Records drawn from a dataset
= = = =

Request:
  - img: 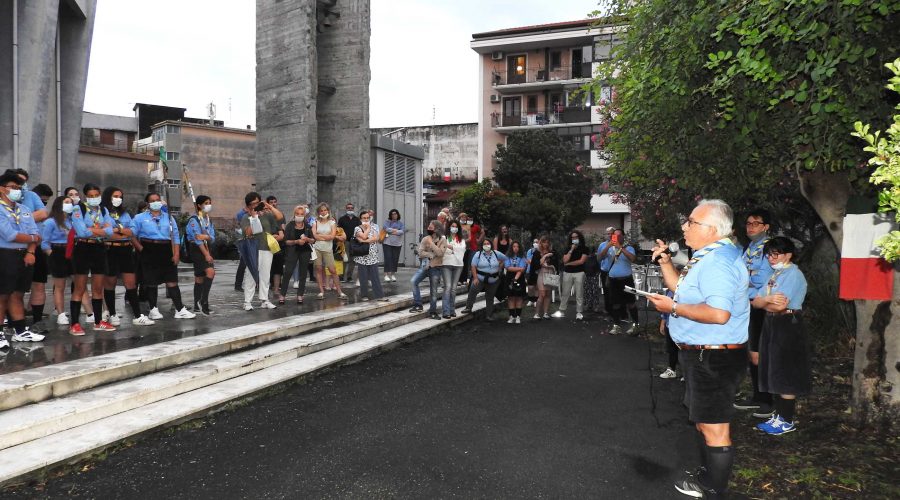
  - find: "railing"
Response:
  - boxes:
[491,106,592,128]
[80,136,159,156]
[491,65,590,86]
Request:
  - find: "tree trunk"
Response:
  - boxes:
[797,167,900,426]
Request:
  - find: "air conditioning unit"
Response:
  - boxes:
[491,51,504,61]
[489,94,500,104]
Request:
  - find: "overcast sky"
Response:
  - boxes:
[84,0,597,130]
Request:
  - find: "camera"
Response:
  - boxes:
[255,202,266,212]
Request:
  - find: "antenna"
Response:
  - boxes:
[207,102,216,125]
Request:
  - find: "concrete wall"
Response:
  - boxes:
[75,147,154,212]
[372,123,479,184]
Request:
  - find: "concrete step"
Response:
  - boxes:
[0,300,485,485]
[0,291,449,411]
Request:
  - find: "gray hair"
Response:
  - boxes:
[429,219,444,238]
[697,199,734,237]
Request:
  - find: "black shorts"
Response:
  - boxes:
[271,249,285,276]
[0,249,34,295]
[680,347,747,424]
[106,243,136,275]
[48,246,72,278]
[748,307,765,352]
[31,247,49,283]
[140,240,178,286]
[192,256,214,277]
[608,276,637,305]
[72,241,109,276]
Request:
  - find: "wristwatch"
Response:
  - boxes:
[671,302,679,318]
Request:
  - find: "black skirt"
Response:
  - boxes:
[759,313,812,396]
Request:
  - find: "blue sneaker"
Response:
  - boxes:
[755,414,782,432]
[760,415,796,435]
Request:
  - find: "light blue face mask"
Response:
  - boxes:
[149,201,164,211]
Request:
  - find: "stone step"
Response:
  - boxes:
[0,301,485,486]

= = = =

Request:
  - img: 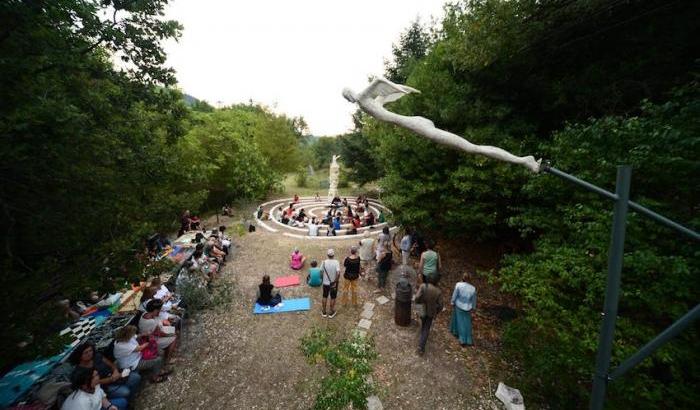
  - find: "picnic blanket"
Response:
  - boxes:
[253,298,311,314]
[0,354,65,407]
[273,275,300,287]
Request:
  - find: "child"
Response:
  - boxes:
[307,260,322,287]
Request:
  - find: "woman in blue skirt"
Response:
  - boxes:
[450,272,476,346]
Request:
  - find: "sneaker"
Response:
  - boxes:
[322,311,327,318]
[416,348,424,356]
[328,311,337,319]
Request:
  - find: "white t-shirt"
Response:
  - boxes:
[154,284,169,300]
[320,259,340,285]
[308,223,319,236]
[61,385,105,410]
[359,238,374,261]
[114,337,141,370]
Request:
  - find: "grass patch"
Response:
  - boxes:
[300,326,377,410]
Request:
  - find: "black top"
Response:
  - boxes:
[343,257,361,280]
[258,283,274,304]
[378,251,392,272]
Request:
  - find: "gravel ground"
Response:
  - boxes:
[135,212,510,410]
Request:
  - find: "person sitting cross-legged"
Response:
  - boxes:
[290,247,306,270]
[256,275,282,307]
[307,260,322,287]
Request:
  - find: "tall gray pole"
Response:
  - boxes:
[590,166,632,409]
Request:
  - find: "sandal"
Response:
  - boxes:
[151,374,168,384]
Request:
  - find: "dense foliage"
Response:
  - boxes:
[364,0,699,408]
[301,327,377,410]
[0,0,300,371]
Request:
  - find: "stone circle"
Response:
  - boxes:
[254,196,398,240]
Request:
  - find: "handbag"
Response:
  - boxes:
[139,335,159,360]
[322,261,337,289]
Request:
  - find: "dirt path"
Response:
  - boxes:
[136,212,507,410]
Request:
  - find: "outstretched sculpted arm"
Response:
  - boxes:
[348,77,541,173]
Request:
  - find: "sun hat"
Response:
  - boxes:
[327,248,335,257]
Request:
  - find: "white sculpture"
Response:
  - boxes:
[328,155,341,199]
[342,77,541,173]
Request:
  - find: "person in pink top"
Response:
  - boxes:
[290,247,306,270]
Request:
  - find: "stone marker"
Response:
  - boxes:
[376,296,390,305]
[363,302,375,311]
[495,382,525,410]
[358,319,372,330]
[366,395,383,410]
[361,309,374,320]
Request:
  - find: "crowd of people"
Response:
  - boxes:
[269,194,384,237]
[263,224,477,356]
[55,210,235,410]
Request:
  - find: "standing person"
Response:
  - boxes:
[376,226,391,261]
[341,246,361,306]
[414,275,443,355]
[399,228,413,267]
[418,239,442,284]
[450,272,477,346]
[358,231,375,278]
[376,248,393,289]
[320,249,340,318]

= = = =

What you will do: Search the records for the word "person" and copy out every line that holds it.

Written solution:
  - find: "person sitting cross-legged"
  - find: "person in pink top"
  - find: "standing person"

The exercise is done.